Collected data entries:

━━━━━━

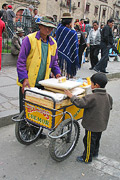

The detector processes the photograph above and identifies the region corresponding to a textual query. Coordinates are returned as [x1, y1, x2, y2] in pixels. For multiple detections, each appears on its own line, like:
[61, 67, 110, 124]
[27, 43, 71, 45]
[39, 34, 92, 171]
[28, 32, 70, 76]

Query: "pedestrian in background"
[0, 11, 5, 70]
[56, 13, 79, 78]
[33, 8, 39, 19]
[84, 18, 91, 62]
[64, 72, 113, 163]
[1, 3, 8, 23]
[11, 27, 24, 56]
[79, 18, 85, 32]
[94, 19, 118, 73]
[87, 21, 101, 70]
[7, 5, 15, 38]
[32, 8, 40, 32]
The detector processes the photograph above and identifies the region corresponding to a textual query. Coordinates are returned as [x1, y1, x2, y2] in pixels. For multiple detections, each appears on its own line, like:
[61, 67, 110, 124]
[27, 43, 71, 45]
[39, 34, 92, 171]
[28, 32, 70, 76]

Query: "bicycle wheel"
[15, 111, 42, 145]
[49, 119, 80, 162]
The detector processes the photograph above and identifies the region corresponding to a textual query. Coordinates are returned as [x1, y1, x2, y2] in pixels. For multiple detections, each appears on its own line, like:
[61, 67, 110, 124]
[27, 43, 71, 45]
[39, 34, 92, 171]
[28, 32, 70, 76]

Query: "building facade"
[0, 0, 120, 25]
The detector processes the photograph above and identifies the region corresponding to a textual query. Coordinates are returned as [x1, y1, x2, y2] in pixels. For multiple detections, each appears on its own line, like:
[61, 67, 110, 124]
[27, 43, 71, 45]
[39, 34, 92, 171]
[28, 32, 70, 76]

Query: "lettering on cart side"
[28, 113, 49, 126]
[26, 103, 50, 120]
[73, 108, 81, 118]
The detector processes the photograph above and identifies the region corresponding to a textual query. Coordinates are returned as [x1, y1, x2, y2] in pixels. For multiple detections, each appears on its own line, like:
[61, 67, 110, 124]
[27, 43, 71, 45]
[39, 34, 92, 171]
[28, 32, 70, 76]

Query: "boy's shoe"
[76, 156, 91, 163]
[93, 153, 98, 158]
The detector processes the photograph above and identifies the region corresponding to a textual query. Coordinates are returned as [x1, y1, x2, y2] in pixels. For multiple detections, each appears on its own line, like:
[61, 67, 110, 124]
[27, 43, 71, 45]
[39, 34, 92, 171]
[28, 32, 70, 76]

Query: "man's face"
[93, 23, 98, 31]
[108, 22, 114, 28]
[4, 5, 8, 10]
[81, 20, 84, 24]
[19, 32, 24, 37]
[34, 9, 38, 15]
[39, 25, 53, 36]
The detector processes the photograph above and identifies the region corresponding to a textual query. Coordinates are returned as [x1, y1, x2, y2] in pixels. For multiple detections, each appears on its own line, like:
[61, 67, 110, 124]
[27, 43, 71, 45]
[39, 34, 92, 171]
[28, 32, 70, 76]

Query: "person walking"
[11, 27, 24, 56]
[64, 72, 113, 163]
[0, 11, 5, 70]
[56, 13, 79, 78]
[87, 21, 101, 69]
[94, 19, 117, 73]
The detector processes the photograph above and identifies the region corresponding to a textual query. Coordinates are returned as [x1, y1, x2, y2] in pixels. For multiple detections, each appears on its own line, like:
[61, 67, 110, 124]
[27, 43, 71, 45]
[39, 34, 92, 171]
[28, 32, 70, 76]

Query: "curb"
[107, 72, 120, 79]
[0, 72, 120, 128]
[0, 114, 15, 128]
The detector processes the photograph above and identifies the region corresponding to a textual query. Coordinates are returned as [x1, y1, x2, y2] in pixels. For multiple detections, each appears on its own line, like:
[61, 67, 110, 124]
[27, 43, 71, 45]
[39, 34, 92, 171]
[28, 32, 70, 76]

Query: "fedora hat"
[36, 16, 56, 28]
[61, 13, 73, 19]
[16, 27, 24, 34]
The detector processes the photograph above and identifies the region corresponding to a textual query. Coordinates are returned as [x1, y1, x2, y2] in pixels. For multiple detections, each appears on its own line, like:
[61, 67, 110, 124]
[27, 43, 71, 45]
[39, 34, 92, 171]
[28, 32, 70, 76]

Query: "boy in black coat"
[64, 72, 113, 163]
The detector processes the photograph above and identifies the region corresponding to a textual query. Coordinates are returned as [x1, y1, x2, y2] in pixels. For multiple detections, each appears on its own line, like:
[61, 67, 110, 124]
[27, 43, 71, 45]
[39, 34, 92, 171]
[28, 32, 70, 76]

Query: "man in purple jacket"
[17, 16, 61, 138]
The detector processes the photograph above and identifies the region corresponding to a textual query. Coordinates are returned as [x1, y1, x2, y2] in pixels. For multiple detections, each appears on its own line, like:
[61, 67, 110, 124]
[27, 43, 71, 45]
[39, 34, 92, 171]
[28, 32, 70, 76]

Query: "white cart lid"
[38, 78, 82, 90]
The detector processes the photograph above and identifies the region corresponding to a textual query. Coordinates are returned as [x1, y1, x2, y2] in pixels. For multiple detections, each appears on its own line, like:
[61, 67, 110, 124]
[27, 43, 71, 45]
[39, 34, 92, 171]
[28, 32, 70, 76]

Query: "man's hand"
[56, 74, 61, 78]
[22, 79, 30, 94]
[64, 90, 73, 98]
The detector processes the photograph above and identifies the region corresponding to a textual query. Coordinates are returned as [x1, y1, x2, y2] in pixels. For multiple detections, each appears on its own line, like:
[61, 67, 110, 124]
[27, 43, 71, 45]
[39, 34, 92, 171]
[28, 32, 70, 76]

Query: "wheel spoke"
[49, 120, 80, 161]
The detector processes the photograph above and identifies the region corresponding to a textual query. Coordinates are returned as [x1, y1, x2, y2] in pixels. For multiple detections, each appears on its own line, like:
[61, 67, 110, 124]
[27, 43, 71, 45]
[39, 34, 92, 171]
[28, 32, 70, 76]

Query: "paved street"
[0, 78, 120, 180]
[0, 62, 120, 180]
[0, 59, 120, 127]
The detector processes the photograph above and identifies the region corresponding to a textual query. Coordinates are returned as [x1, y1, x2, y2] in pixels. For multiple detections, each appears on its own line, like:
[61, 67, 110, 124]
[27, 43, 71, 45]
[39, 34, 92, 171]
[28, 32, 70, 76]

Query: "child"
[64, 72, 113, 163]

━━━━━━

WORK REQUIRED >>
Set down all the entries above verbatim, and include none of the pictures.

COMPLETED EXERCISE >>
The detector processes the photograph above and identifies the region corresponding to a textual query. Coordinates are returned as [x1, y1, x2, y2] in pixels. For multiple detections, each appears on its own line, like:
[61, 67, 110, 124]
[27, 43, 71, 45]
[39, 34, 92, 171]
[28, 32, 70, 76]

Query: "pedestrian in background"
[0, 11, 5, 70]
[56, 13, 79, 78]
[33, 8, 39, 19]
[84, 18, 91, 62]
[64, 72, 113, 163]
[1, 3, 8, 23]
[11, 27, 24, 56]
[79, 18, 85, 32]
[94, 19, 118, 73]
[87, 21, 101, 70]
[7, 5, 15, 38]
[32, 8, 40, 32]
The detector processes the photograph above and identifies the region corresponding to a textual query. Coordinates are returned as [x1, y1, x2, y2] in pixels. For multiple detections, each appears on its own line, like:
[61, 67, 110, 124]
[27, 43, 71, 45]
[39, 34, 92, 171]
[28, 32, 70, 76]

Query: "bicycle wheel"
[15, 111, 42, 145]
[49, 119, 80, 162]
The detector processes the photograph above and identifies the region corresponding to a textual query. Coordinates are returned as [x1, y1, x2, y2] in pixels. For multiple detections, each appears on its own line, like:
[61, 67, 110, 124]
[27, 43, 71, 45]
[39, 34, 92, 171]
[28, 32, 70, 76]

Query: "building facade"
[0, 0, 120, 25]
The detector processes the photograph above and identifies the region corresponding to a textual query. Coordinates are returned as [x1, y1, x2, y2] in pixels. For multiple detections, each appears on its own line, like:
[61, 67, 110, 124]
[27, 43, 71, 45]
[39, 34, 92, 171]
[28, 32, 70, 76]

Query: "lettering on cart side"
[28, 113, 49, 126]
[26, 103, 50, 120]
[73, 108, 81, 118]
The detector processes the photograph above and identifies the region corresponding to a textual query. Coordinates are returned as [x1, y1, x2, y2] in pixels. For multiple detections, each appears on its own line, like:
[61, 67, 110, 124]
[27, 43, 71, 45]
[39, 34, 92, 171]
[28, 32, 70, 76]

Query: "boy's shoe"
[76, 156, 91, 163]
[93, 153, 98, 158]
The detector processes the photograph above and identifies the region corresponding to a textual query. Coordinates are returned as [x1, y1, x2, y2] in pixels. For multiple detections, each appears on its own line, like:
[61, 67, 110, 124]
[27, 43, 71, 45]
[39, 34, 92, 171]
[28, 32, 70, 76]

Query: "man's face"
[93, 23, 98, 31]
[108, 22, 114, 28]
[4, 5, 8, 10]
[81, 20, 84, 24]
[19, 32, 24, 37]
[34, 9, 38, 15]
[39, 25, 53, 36]
The detector processes the photograph above and identifies the region corresponding to a textual query. Coordinates are returned as [x1, y1, x2, y2] in pixels. For multiple detections, each appears on its own line, like:
[61, 67, 110, 124]
[27, 43, 71, 45]
[39, 34, 92, 171]
[28, 32, 70, 76]

Query: "person walking"
[11, 27, 24, 56]
[64, 72, 113, 163]
[0, 11, 5, 70]
[56, 13, 79, 78]
[87, 21, 101, 69]
[94, 19, 117, 73]
The detector processes the photograph above and identifies the region corresponding to a textual query. Coordinates are returned as [x1, y1, x2, y2] in pixels. For multiple detections, each appears on its own line, like:
[61, 67, 110, 124]
[27, 43, 71, 45]
[39, 34, 92, 171]
[28, 32, 70, 76]

Query: "curb"
[107, 72, 120, 79]
[0, 72, 120, 128]
[0, 114, 15, 128]
The detector processes the photograph above and identifies the region corresponding to a textual query. Coordinates are returned as [x1, y1, x2, y2] in pixels. For multiple detections, each appears on its own line, like:
[61, 67, 110, 124]
[27, 43, 71, 45]
[39, 34, 92, 171]
[28, 32, 70, 76]

Query: "fedora hat"
[36, 16, 56, 28]
[61, 13, 73, 19]
[16, 27, 24, 34]
The detector processes the photograph above and identifies the region corresponding to a textual query. Coordinates are returned as [x1, y1, x2, y2] in pixels. For multiple detections, each appears on its own line, like:
[61, 67, 110, 124]
[27, 43, 71, 45]
[39, 34, 92, 171]
[28, 32, 70, 76]

Query: "boy in black coat"
[64, 72, 113, 163]
The detector processes the photograph above and identifies the region corresponding to a textual query. Coordinates are returned as [x1, y1, x2, y2] in pixels. For multiple detections, each appears on its own line, like:
[61, 67, 110, 124]
[27, 43, 71, 45]
[39, 34, 92, 171]
[28, 32, 70, 76]

Query: "man in purple jacket"
[17, 16, 61, 138]
The detector processes the photograph above and identifies the region corresponding to a textual query. Coordinates are returned as [x1, y1, x2, y2] in pixels. For multiple detections, each appears on its own line, like:
[61, 67, 110, 124]
[27, 43, 71, 45]
[39, 34, 92, 171]
[28, 32, 70, 76]

Query: "white cart lid"
[38, 78, 82, 90]
The detector processes the photograph above and identifies the region corresponding to a textual query. Coordinates are returned as [x1, y1, x2, y2] in pixels. For multiple detections, each appears on its own line, like:
[61, 67, 110, 124]
[27, 43, 71, 45]
[39, 34, 92, 171]
[28, 32, 70, 76]

Query: "man's hand"
[56, 74, 61, 78]
[22, 79, 30, 94]
[64, 90, 73, 98]
The detector processes the photograph above and identifies the region corresponding to a textual query. Coordinates are returned as [x1, y1, x2, y2] in pixels. For multiple detections, each appears on its own line, like:
[61, 67, 110, 124]
[27, 43, 71, 45]
[39, 34, 92, 171]
[28, 32, 70, 76]

Query: "wheel spoke"
[49, 120, 80, 161]
The detector processes the photograph above and identifies the region corresponding to a textual query. Coordinates are returned as [x1, y1, x2, y2] in pixels. For multiple detections, each appears on its own line, like:
[61, 67, 110, 124]
[27, 43, 71, 45]
[39, 34, 92, 171]
[28, 32, 70, 76]

Query: "paved street"
[0, 78, 120, 180]
[0, 62, 120, 180]
[0, 59, 120, 127]
The detector processes the photograph above and identifies the region corresponding to a textual query. Coordinates are returned as [x1, y1, x2, y2] in pixels. For multiple detections, each appears on its own line, like:
[61, 67, 110, 124]
[27, 43, 71, 45]
[39, 34, 92, 171]
[28, 32, 70, 76]

Query: "child"
[64, 72, 113, 163]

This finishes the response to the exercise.